- _Short exercise_
Lay out everything from the start of the material down to and including the line containing "M554 272L559 278L569" as a Markdown table with columns Row and Text, giving each line its row number and skipping blank lines.

- _Provided records_
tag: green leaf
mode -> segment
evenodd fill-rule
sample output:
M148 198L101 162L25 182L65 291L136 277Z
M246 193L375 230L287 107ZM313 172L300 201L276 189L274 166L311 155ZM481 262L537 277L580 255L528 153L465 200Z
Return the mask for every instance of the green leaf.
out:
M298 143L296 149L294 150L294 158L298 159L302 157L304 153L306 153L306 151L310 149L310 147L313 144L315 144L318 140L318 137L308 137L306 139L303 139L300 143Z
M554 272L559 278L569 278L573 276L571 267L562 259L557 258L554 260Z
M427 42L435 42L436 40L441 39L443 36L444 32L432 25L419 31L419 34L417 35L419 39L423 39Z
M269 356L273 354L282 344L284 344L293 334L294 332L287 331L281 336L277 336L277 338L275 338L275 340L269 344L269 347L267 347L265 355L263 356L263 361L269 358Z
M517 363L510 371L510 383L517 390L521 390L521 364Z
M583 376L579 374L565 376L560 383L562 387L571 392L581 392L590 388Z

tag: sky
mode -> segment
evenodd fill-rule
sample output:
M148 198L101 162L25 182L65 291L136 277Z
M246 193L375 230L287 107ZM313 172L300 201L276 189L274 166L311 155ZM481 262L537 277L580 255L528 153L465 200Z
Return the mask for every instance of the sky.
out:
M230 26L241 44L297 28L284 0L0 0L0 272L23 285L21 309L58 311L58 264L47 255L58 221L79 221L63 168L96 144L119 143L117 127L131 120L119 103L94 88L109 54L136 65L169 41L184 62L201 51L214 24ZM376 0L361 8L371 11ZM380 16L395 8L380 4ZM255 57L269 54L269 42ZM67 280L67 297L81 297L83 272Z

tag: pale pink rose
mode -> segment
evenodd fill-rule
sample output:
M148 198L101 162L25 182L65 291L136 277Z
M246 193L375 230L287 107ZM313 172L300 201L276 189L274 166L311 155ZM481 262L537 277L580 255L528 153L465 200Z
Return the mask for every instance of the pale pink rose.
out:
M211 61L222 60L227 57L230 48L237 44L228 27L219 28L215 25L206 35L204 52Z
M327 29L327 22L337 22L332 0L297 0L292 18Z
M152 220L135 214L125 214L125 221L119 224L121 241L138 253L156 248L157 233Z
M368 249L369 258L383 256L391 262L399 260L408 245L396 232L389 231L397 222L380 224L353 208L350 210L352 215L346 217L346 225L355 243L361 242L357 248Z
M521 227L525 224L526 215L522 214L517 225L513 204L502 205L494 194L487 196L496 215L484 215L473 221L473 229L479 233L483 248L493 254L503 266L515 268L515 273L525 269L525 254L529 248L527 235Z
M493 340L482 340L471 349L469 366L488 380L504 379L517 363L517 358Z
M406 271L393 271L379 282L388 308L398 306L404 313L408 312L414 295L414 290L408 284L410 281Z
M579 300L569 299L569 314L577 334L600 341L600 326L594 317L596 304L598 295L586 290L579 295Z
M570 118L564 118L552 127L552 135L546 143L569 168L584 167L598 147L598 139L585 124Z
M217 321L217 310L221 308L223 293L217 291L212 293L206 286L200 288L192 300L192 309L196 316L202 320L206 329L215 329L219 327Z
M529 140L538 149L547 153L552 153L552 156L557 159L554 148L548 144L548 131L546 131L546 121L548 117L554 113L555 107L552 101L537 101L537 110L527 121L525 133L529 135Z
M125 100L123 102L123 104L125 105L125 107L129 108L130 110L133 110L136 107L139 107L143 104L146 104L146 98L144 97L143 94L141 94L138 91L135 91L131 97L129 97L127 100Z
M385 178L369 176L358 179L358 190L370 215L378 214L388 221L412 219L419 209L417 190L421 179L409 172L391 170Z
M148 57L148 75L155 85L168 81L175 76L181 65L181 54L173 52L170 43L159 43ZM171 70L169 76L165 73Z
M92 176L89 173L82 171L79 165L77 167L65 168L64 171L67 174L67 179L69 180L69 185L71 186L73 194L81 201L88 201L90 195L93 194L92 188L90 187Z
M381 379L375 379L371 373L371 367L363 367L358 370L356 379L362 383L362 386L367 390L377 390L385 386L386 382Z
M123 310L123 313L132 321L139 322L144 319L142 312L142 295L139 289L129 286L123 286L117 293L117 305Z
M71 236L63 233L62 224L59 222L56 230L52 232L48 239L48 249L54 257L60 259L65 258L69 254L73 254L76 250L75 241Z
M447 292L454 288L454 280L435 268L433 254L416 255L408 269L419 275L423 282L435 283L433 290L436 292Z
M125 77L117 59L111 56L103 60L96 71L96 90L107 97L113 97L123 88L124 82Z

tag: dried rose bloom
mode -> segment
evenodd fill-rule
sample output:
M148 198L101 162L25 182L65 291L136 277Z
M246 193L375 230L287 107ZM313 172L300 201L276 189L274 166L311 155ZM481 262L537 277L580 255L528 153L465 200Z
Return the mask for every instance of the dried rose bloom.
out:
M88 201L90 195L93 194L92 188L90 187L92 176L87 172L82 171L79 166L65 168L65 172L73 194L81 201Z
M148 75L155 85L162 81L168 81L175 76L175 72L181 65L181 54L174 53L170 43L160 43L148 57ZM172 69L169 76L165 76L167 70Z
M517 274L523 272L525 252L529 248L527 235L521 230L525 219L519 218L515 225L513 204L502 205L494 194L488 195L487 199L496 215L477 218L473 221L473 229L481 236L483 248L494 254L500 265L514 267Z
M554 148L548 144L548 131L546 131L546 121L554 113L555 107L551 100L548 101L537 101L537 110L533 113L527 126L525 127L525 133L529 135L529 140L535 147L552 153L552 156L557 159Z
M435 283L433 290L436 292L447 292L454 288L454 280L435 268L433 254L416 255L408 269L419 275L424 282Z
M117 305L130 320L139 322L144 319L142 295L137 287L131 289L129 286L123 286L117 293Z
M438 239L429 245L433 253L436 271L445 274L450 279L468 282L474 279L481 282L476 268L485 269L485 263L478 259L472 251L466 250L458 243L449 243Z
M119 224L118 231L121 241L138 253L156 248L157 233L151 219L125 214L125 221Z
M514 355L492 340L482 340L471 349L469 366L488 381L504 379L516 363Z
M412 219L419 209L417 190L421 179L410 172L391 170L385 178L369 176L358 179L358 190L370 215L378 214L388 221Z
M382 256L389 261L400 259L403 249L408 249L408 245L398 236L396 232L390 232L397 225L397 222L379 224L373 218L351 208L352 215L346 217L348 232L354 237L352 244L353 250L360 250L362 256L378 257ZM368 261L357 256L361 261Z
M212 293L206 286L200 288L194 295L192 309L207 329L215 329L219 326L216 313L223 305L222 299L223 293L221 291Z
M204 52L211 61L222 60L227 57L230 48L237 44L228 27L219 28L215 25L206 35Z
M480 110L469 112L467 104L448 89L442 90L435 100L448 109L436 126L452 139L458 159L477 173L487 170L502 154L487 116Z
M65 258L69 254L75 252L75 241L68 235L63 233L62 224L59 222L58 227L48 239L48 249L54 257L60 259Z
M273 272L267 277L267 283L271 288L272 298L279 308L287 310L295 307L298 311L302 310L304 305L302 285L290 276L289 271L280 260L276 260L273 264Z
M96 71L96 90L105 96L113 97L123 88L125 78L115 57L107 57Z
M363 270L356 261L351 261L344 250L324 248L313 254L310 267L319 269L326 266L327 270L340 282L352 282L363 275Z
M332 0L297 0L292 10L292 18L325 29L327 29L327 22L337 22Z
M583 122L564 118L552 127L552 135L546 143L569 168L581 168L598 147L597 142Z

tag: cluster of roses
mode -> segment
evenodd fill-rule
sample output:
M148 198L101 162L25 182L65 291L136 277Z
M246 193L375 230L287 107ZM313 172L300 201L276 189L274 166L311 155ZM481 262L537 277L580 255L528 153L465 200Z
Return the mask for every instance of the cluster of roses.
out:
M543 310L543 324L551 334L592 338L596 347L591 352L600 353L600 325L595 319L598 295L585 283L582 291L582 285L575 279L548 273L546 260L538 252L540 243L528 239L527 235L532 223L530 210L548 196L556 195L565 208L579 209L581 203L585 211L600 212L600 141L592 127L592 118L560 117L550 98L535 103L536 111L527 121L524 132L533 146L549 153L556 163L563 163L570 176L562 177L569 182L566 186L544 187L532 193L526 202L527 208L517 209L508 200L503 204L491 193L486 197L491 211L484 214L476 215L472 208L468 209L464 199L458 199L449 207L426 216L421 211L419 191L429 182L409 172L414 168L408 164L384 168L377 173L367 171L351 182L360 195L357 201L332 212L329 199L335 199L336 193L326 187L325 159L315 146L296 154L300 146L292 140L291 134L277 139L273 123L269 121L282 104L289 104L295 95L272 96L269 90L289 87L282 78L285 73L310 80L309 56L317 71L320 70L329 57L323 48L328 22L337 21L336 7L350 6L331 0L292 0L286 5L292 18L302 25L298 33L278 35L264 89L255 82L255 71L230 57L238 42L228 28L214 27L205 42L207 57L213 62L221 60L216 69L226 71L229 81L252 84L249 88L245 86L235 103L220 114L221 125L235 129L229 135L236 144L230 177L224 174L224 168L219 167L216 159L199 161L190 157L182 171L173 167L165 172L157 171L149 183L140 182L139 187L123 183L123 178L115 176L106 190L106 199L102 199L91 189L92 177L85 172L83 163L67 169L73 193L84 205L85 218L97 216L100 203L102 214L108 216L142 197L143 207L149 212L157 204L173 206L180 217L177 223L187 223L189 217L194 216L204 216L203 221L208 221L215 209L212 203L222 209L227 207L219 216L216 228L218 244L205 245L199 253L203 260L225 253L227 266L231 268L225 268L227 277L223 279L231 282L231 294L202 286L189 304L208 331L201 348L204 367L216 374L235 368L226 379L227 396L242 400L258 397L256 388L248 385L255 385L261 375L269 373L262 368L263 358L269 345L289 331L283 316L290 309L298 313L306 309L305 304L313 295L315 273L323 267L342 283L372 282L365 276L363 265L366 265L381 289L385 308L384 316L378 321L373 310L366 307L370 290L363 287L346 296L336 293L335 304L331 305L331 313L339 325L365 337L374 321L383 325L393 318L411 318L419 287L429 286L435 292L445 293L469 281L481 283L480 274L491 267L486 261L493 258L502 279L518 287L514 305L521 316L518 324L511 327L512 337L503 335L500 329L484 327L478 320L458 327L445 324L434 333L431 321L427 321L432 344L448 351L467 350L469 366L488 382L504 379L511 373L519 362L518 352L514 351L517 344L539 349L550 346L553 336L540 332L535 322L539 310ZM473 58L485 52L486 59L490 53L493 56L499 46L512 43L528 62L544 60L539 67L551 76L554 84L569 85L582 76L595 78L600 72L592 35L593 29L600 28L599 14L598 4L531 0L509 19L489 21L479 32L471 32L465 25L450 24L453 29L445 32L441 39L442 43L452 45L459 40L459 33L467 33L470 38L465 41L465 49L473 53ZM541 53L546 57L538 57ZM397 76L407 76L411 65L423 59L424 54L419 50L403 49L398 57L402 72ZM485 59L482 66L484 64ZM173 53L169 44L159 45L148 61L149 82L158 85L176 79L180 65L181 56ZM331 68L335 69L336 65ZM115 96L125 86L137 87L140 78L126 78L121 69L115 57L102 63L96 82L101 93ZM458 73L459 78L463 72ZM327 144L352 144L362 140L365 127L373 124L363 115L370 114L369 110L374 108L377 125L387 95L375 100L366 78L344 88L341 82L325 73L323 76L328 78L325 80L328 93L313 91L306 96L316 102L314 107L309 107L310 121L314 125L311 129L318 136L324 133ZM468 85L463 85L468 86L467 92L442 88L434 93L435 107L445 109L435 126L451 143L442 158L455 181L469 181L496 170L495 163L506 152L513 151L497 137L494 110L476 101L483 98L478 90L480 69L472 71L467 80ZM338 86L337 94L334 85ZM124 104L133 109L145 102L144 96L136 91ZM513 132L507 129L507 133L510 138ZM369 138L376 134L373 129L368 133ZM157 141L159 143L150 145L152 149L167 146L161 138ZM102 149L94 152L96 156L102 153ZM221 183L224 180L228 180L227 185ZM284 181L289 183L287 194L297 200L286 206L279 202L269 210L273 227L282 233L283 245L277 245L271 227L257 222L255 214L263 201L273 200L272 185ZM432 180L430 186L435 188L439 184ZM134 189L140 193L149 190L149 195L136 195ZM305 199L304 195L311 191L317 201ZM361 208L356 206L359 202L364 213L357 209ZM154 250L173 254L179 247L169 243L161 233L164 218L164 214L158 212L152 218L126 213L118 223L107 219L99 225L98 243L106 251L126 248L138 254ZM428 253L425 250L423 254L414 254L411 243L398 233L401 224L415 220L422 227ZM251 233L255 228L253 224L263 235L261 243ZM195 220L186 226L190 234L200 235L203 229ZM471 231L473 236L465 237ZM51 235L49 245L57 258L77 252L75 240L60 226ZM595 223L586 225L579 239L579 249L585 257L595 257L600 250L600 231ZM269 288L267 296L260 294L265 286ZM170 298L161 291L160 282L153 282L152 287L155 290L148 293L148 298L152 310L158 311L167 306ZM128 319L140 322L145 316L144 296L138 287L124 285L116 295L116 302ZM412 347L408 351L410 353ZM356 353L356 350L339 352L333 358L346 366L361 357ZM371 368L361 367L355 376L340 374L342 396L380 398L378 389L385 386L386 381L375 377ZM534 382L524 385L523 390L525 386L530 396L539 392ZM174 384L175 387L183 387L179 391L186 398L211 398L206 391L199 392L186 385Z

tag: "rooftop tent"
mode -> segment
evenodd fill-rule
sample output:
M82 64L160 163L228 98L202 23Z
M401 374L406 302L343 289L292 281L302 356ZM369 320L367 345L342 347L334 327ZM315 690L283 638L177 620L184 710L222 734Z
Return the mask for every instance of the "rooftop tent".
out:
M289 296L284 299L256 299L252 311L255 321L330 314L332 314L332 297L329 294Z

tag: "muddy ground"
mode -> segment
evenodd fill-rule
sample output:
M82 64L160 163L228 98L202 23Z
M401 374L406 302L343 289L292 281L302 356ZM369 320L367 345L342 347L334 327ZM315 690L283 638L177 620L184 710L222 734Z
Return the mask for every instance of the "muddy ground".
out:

- _Exercise response_
| Row | Text |
|---|---|
| 1 | tag: green leaf |
| 2 | mode -> segment |
| 3 | evenodd fill-rule |
| 4 | sample output: |
| 5 | M148 198L101 162L25 182L65 291L136 277Z |
| 6 | M246 193L375 230L287 107ZM313 172L300 201L276 189L274 166L311 155ZM481 262L537 277L580 255L528 153L465 200Z |
| 7 | Return the mask for every instance of the green leaf. |
| 8 | out: |
| 9 | M298 143L296 149L294 150L294 158L298 159L302 157L304 153L306 153L306 151L310 149L310 147L313 144L315 144L318 140L318 137L308 137L306 139L303 139L300 143Z |
| 10 | M554 272L559 278L569 278L573 276L571 267L562 259L557 258L554 260Z |